## The problem
Count the lines below that contain the string "bloom" and reply with that number alone.

## Dataset

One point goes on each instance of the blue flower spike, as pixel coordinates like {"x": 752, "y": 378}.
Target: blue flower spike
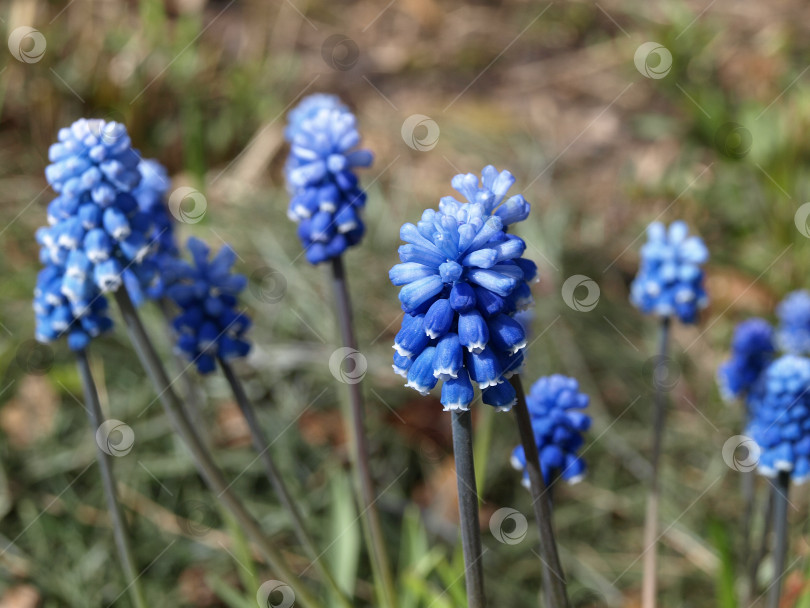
{"x": 793, "y": 333}
{"x": 780, "y": 418}
{"x": 670, "y": 278}
{"x": 752, "y": 349}
{"x": 326, "y": 199}
{"x": 555, "y": 406}
{"x": 206, "y": 291}
{"x": 462, "y": 279}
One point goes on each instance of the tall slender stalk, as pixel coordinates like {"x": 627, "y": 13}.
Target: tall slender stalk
{"x": 468, "y": 508}
{"x": 780, "y": 504}
{"x": 275, "y": 478}
{"x": 650, "y": 576}
{"x": 119, "y": 524}
{"x": 553, "y": 575}
{"x": 359, "y": 442}
{"x": 212, "y": 475}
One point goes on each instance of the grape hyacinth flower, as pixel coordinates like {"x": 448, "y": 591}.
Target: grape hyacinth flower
{"x": 96, "y": 229}
{"x": 554, "y": 405}
{"x": 56, "y": 316}
{"x": 793, "y": 333}
{"x": 670, "y": 279}
{"x": 752, "y": 349}
{"x": 326, "y": 199}
{"x": 460, "y": 274}
{"x": 209, "y": 326}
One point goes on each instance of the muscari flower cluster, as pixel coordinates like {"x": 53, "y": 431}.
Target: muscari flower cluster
{"x": 555, "y": 405}
{"x": 670, "y": 279}
{"x": 752, "y": 350}
{"x": 793, "y": 333}
{"x": 95, "y": 230}
{"x": 463, "y": 279}
{"x": 206, "y": 292}
{"x": 780, "y": 418}
{"x": 326, "y": 199}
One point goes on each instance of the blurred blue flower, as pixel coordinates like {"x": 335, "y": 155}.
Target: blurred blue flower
{"x": 96, "y": 228}
{"x": 554, "y": 404}
{"x": 80, "y": 320}
{"x": 461, "y": 275}
{"x": 489, "y": 192}
{"x": 670, "y": 280}
{"x": 209, "y": 326}
{"x": 793, "y": 332}
{"x": 752, "y": 349}
{"x": 326, "y": 199}
{"x": 780, "y": 418}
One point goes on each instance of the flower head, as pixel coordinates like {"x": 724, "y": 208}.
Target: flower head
{"x": 461, "y": 277}
{"x": 780, "y": 418}
{"x": 554, "y": 404}
{"x": 209, "y": 326}
{"x": 752, "y": 349}
{"x": 326, "y": 198}
{"x": 96, "y": 228}
{"x": 670, "y": 279}
{"x": 793, "y": 333}
{"x": 56, "y": 316}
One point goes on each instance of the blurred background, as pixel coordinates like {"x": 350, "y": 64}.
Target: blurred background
{"x": 707, "y": 122}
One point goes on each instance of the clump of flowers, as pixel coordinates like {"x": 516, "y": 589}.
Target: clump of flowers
{"x": 752, "y": 349}
{"x": 793, "y": 333}
{"x": 780, "y": 418}
{"x": 206, "y": 292}
{"x": 326, "y": 197}
{"x": 670, "y": 278}
{"x": 555, "y": 405}
{"x": 463, "y": 279}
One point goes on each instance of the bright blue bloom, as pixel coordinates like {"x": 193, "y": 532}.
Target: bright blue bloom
{"x": 490, "y": 192}
{"x": 80, "y": 319}
{"x": 554, "y": 404}
{"x": 752, "y": 349}
{"x": 326, "y": 198}
{"x": 793, "y": 333}
{"x": 780, "y": 418}
{"x": 209, "y": 326}
{"x": 670, "y": 280}
{"x": 462, "y": 279}
{"x": 96, "y": 173}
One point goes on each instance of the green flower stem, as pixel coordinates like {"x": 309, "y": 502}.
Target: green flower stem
{"x": 212, "y": 475}
{"x": 275, "y": 478}
{"x": 780, "y": 531}
{"x": 554, "y": 586}
{"x": 359, "y": 442}
{"x": 468, "y": 508}
{"x": 95, "y": 418}
{"x": 649, "y": 584}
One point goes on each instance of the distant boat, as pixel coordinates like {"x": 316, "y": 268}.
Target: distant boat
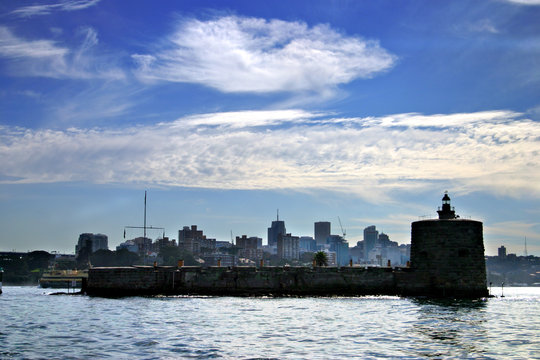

## The reply
2